Transcribe the leadership text below word for word, from "First we need" to "around the word.".
──────── TEXT PROVIDED
It’s hard not to feel completely discouraged when you see the lack of leadership in the world today. The bar for dignity and common human decency has become so low in the arena of politics and world leadership that we’re starting to think of it as normal. History is repeating itself as we watch the same people in power make terrible choices (or fail to make choices) , which has dire consequences for our whole planet. In the States, no meaningful legislation or reform can even happen anymore due to the incessant bickering and name calling, it’s as if a bunch of kindergartners are running the show. We all listen and look on, shaking our heads and feeling somewhat powerless to change the situation.

And yet in our everyday lives we see, hear and read multiple examples of what it means to be a true leader. Our friends, teachers, colleagues, writers and thinkers inspire us to believe in a world full of compassion and love, to be curious and discerning- all examples of true leaders; people who show up authentically, with heart, and who listen for possibility. A physician leader I work with at a large and complex healthcare system shows up continually in a soft-hearted, curious way that helps to foster a culture of trust and belonging. How do we create and nourish more of these qualities in the world?

First we need to unpack the word leadership a bit. It’s one of those words that gets used but everyone using it has different connotations and frameworks for what it means. Many of us think of leaders as someone who has direct reports and gets paid to make decisions that have consequences for others. Even if we aren’t aware of it, we probably have outdated notions of the leaders as all-powerful, dominating, and in control. We believe leadership means control and power. Probably because there are so many bad examples of leadership, we feel a kind of queasiness around the word.
────────────────
──────── DATA BLOCK
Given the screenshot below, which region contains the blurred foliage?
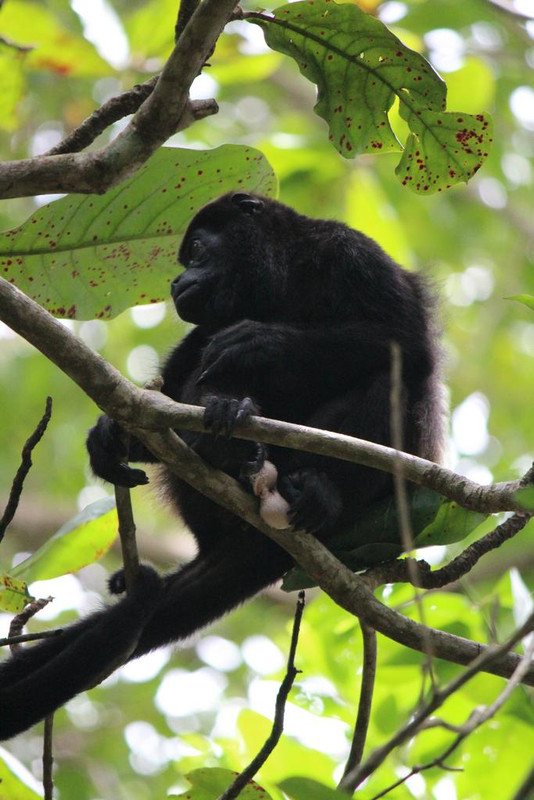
────────────────
SOLUTION
First we need to unpack the word leadership a bit. It’s one of those words that gets used but everyone using it has different connotations and frameworks for what it means. Many of us think of leaders as someone who has direct reports and gets paid to make decisions that have consequences for others. Even if we aren’t aware of it, we probably have outdated notions of the leaders as all-powerful, dominating, and in control. We believe leadership means control and power. Probably because there are so many bad examples of leadership, we feel a kind of queasiness around the word.